- **TASK STATEMENT**: Give the records again. Keep them exact and leave out the images.
(SUPPLIED INFORMATION Opens)
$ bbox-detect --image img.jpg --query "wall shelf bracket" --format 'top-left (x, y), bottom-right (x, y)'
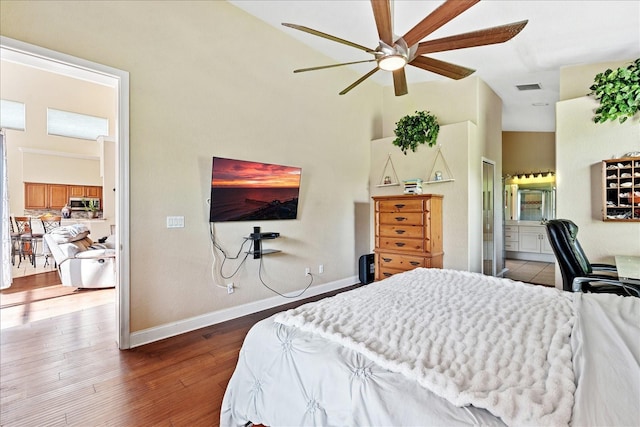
top-left (376, 153), bottom-right (400, 187)
top-left (425, 145), bottom-right (455, 184)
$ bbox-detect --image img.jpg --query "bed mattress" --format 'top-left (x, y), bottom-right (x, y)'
top-left (221, 268), bottom-right (639, 426)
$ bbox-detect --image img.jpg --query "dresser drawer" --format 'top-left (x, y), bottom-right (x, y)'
top-left (377, 198), bottom-right (424, 212)
top-left (377, 253), bottom-right (425, 270)
top-left (504, 225), bottom-right (518, 233)
top-left (377, 266), bottom-right (405, 280)
top-left (375, 257), bottom-right (440, 280)
top-left (378, 224), bottom-right (424, 239)
top-left (377, 236), bottom-right (424, 252)
top-left (378, 212), bottom-right (424, 226)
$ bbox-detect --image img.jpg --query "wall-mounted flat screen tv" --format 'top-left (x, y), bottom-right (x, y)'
top-left (209, 157), bottom-right (302, 222)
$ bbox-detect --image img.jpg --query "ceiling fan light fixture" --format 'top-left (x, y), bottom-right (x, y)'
top-left (378, 54), bottom-right (407, 71)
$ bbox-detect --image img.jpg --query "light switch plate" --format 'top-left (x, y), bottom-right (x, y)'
top-left (166, 216), bottom-right (185, 228)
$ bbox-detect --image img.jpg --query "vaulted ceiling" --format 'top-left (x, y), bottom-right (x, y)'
top-left (229, 0), bottom-right (640, 132)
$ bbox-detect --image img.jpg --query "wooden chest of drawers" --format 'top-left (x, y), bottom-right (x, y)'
top-left (373, 194), bottom-right (443, 280)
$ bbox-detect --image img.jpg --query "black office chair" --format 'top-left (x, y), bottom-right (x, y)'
top-left (554, 219), bottom-right (618, 275)
top-left (545, 219), bottom-right (639, 297)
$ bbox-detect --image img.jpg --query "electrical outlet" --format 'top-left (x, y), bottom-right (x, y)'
top-left (227, 283), bottom-right (234, 294)
top-left (305, 267), bottom-right (310, 276)
top-left (319, 264), bottom-right (324, 274)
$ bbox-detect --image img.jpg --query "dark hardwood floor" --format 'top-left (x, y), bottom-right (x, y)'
top-left (0, 272), bottom-right (359, 426)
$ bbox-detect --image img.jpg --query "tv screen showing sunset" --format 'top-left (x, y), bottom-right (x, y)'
top-left (209, 157), bottom-right (301, 222)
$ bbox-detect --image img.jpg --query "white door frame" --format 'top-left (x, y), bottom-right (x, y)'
top-left (481, 157), bottom-right (497, 276)
top-left (1, 36), bottom-right (131, 349)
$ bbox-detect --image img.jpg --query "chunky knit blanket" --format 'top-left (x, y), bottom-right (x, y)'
top-left (275, 268), bottom-right (577, 426)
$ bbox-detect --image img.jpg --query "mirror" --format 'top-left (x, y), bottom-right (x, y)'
top-left (504, 178), bottom-right (556, 222)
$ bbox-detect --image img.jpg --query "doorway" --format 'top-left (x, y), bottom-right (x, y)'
top-left (482, 159), bottom-right (496, 276)
top-left (0, 36), bottom-right (130, 348)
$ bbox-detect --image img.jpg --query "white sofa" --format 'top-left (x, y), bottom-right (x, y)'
top-left (43, 224), bottom-right (116, 288)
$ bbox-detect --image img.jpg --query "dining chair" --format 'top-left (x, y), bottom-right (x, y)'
top-left (9, 217), bottom-right (21, 266)
top-left (13, 216), bottom-right (33, 267)
top-left (41, 215), bottom-right (62, 267)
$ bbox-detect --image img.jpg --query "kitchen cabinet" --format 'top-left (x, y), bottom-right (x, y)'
top-left (602, 156), bottom-right (640, 221)
top-left (24, 183), bottom-right (48, 209)
top-left (69, 185), bottom-right (102, 199)
top-left (48, 185), bottom-right (69, 209)
top-left (373, 194), bottom-right (443, 280)
top-left (24, 182), bottom-right (69, 210)
top-left (24, 182), bottom-right (102, 210)
top-left (84, 186), bottom-right (102, 199)
top-left (69, 186), bottom-right (85, 198)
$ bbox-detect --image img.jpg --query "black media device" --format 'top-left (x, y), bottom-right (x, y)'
top-left (250, 226), bottom-right (280, 259)
top-left (359, 254), bottom-right (375, 284)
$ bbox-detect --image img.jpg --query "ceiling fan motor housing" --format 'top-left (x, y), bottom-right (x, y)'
top-left (376, 38), bottom-right (414, 71)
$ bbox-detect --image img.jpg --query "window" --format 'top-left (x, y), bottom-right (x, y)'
top-left (0, 99), bottom-right (26, 131)
top-left (47, 108), bottom-right (108, 140)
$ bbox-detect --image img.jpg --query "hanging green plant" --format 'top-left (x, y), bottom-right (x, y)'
top-left (393, 110), bottom-right (440, 155)
top-left (589, 58), bottom-right (640, 124)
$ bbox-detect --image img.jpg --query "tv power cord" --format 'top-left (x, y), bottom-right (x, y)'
top-left (258, 255), bottom-right (314, 298)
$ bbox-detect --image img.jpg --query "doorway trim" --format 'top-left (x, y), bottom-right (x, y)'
top-left (1, 36), bottom-right (131, 348)
top-left (481, 157), bottom-right (497, 277)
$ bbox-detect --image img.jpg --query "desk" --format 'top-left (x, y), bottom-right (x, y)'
top-left (615, 255), bottom-right (640, 286)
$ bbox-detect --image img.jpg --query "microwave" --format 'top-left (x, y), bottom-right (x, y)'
top-left (69, 197), bottom-right (100, 211)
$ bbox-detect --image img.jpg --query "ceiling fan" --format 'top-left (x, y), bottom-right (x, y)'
top-left (282, 0), bottom-right (528, 96)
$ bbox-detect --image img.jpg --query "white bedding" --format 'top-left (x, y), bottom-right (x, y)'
top-left (220, 268), bottom-right (640, 426)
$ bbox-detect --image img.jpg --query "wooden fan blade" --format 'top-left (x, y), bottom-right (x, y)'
top-left (339, 67), bottom-right (379, 95)
top-left (402, 0), bottom-right (480, 47)
top-left (393, 69), bottom-right (408, 96)
top-left (282, 23), bottom-right (376, 54)
top-left (409, 56), bottom-right (475, 80)
top-left (294, 59), bottom-right (377, 73)
top-left (416, 20), bottom-right (528, 55)
top-left (371, 0), bottom-right (393, 45)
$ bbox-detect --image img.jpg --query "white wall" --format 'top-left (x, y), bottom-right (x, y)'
top-left (1, 1), bottom-right (509, 342)
top-left (0, 0), bottom-right (382, 333)
top-left (370, 121), bottom-right (476, 271)
top-left (1, 60), bottom-right (115, 214)
top-left (376, 77), bottom-right (503, 274)
top-left (556, 60), bottom-right (640, 273)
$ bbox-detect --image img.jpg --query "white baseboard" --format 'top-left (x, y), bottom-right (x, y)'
top-left (129, 275), bottom-right (359, 348)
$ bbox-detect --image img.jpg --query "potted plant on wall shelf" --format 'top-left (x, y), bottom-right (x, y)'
top-left (393, 110), bottom-right (440, 155)
top-left (589, 58), bottom-right (640, 124)
top-left (83, 198), bottom-right (99, 218)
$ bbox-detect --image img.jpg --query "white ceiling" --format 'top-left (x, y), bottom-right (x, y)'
top-left (229, 0), bottom-right (640, 132)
(SUPPLIED INFORMATION Closes)
- **EXERCISE RESPONSE**:
$ bbox-detect --image img.jpg --query "wall shelf bracket" --format 'top-left (x, y), bottom-right (x, y)'
top-left (376, 153), bottom-right (400, 187)
top-left (425, 145), bottom-right (455, 184)
$ bbox-detect --image img.jpg --query "bed mattress" --format 'top-left (x, y), bottom-right (x, y)'
top-left (221, 268), bottom-right (639, 426)
$ bbox-detect --image img.jpg --query "dresser drawer" --format 'top-left (x, y), bottom-right (x, y)'
top-left (377, 198), bottom-right (424, 212)
top-left (377, 253), bottom-right (425, 270)
top-left (504, 225), bottom-right (518, 233)
top-left (377, 266), bottom-right (405, 280)
top-left (375, 257), bottom-right (440, 280)
top-left (378, 224), bottom-right (424, 239)
top-left (377, 236), bottom-right (424, 252)
top-left (378, 212), bottom-right (424, 226)
$ bbox-detect --image img.jpg --query "wall-mounted flat screen tv" --format 'top-left (x, y), bottom-right (x, y)'
top-left (209, 157), bottom-right (302, 222)
$ bbox-detect --image img.jpg --query "ceiling fan light fixture" --format 'top-left (x, y), bottom-right (x, y)'
top-left (378, 54), bottom-right (407, 71)
$ bbox-detect --image img.jpg --query "light switch plate" --format 'top-left (x, y), bottom-right (x, y)'
top-left (166, 216), bottom-right (185, 228)
$ bbox-detect --image img.jpg --query "vaulted ceiling" --format 'top-left (x, y), bottom-right (x, y)'
top-left (229, 0), bottom-right (640, 132)
$ bbox-detect --image img.jpg --query "wooden chest of drawers" --format 'top-left (x, y), bottom-right (x, y)'
top-left (373, 194), bottom-right (443, 280)
$ bbox-detect --image img.jpg --query "black office chair" --format 'top-left (x, y), bottom-right (x, y)'
top-left (554, 219), bottom-right (618, 275)
top-left (545, 219), bottom-right (639, 297)
$ bbox-detect --image img.jpg --query "electrical outlet" --format 'top-left (x, y), bottom-right (x, y)'
top-left (227, 283), bottom-right (234, 294)
top-left (305, 267), bottom-right (310, 276)
top-left (319, 264), bottom-right (324, 274)
$ bbox-detect --image img.jpg --query "dark hardwood floor" --format 'top-left (x, y), bottom-right (x, y)'
top-left (0, 272), bottom-right (359, 426)
$ bbox-detect --image img.jpg --query "tv screen showing sunset" --format 'top-left (x, y), bottom-right (x, y)'
top-left (209, 157), bottom-right (301, 222)
$ bbox-detect --image img.jpg --query "white door frame" --format 'top-left (x, y), bottom-right (x, y)'
top-left (481, 157), bottom-right (497, 276)
top-left (1, 36), bottom-right (131, 349)
$ bbox-detect --image img.jpg --query "chunky knit blanket" --format 'top-left (x, y), bottom-right (x, y)'
top-left (275, 268), bottom-right (577, 426)
$ bbox-detect --image img.jpg --query "mirror" --format 'top-left (x, y), bottom-right (x, y)'
top-left (504, 178), bottom-right (556, 222)
$ bbox-detect --image img.jpg --query "doorway" --format 'top-left (x, y), bottom-right (x, y)'
top-left (482, 159), bottom-right (496, 276)
top-left (0, 36), bottom-right (130, 348)
$ bbox-detect --image img.jpg --query "white sofa" --format 'top-left (x, y), bottom-right (x, y)'
top-left (43, 224), bottom-right (116, 288)
$ bbox-detect --image img.jpg --query "dining chair" --format 'top-left (x, y), bottom-right (x, y)'
top-left (9, 217), bottom-right (21, 266)
top-left (13, 216), bottom-right (33, 267)
top-left (41, 215), bottom-right (62, 267)
$ bbox-detect --image img.jpg --query "kitchen cabinet" --format 'top-left (x, y), bottom-right (x, y)'
top-left (602, 156), bottom-right (640, 221)
top-left (24, 183), bottom-right (48, 209)
top-left (69, 185), bottom-right (102, 199)
top-left (48, 185), bottom-right (69, 209)
top-left (373, 194), bottom-right (443, 280)
top-left (24, 182), bottom-right (69, 210)
top-left (24, 182), bottom-right (102, 210)
top-left (84, 186), bottom-right (102, 199)
top-left (69, 186), bottom-right (85, 198)
$ bbox-detect --image img.jpg --query "black media device" --format 'top-left (x, y), bottom-right (x, y)'
top-left (250, 226), bottom-right (280, 259)
top-left (359, 254), bottom-right (375, 284)
$ bbox-detect --image img.jpg --query "ceiling fan motor housing" --format 'top-left (x, y), bottom-right (x, y)'
top-left (376, 38), bottom-right (414, 71)
$ bbox-detect --image img.jpg --query "window" --format 'top-left (x, y), bottom-right (x, y)'
top-left (0, 99), bottom-right (26, 131)
top-left (47, 108), bottom-right (108, 140)
$ bbox-detect --image img.jpg --query "hanging green plant" --format 'top-left (x, y), bottom-right (x, y)'
top-left (393, 110), bottom-right (440, 155)
top-left (589, 58), bottom-right (640, 124)
$ bbox-detect --image img.jpg --query "tv power cord" --format 'top-left (x, y), bottom-right (x, y)'
top-left (258, 255), bottom-right (314, 298)
$ bbox-detect --image img.jpg --query "doorway trim" --format 'top-left (x, y), bottom-right (x, y)'
top-left (1, 36), bottom-right (131, 348)
top-left (481, 157), bottom-right (497, 277)
$ bbox-detect --image img.jpg --query "desk" --format 'top-left (x, y), bottom-right (x, y)'
top-left (615, 255), bottom-right (640, 286)
$ bbox-detect --image img.jpg --query "microwave" --format 'top-left (x, y), bottom-right (x, y)'
top-left (69, 197), bottom-right (100, 211)
$ bbox-detect --image img.jpg --query "ceiling fan" --format 'top-left (x, y), bottom-right (x, y)'
top-left (282, 0), bottom-right (528, 96)
$ bbox-detect --image img.jpg --query "white bedding" --format 'top-left (x, y), bottom-right (x, y)'
top-left (220, 268), bottom-right (640, 426)
$ bbox-detect --image img.jpg --query "wooden fan blade" --format 'top-left (x, y), bottom-right (x, y)'
top-left (339, 67), bottom-right (379, 95)
top-left (402, 0), bottom-right (480, 47)
top-left (393, 69), bottom-right (408, 96)
top-left (282, 23), bottom-right (376, 54)
top-left (409, 56), bottom-right (475, 80)
top-left (294, 59), bottom-right (377, 73)
top-left (416, 20), bottom-right (528, 55)
top-left (371, 0), bottom-right (393, 45)
$ bbox-detect --image img.jpg --query "white wall" --format 'top-left (x, y), bottom-right (x, y)'
top-left (1, 1), bottom-right (509, 342)
top-left (0, 0), bottom-right (382, 333)
top-left (370, 121), bottom-right (476, 271)
top-left (1, 60), bottom-right (115, 214)
top-left (376, 77), bottom-right (503, 274)
top-left (556, 60), bottom-right (640, 273)
$ bbox-detect --image img.jpg --query "white baseboard" --format 'top-left (x, y), bottom-right (x, y)'
top-left (129, 275), bottom-right (359, 348)
$ bbox-detect --image img.jpg --query "potted plant on wall shelf" --format 'top-left (x, y), bottom-right (x, y)'
top-left (393, 110), bottom-right (440, 155)
top-left (589, 58), bottom-right (640, 124)
top-left (83, 198), bottom-right (99, 218)
$ bbox-detect --image img.jpg --query "white ceiling" --format 'top-left (x, y), bottom-right (x, y)'
top-left (229, 0), bottom-right (640, 132)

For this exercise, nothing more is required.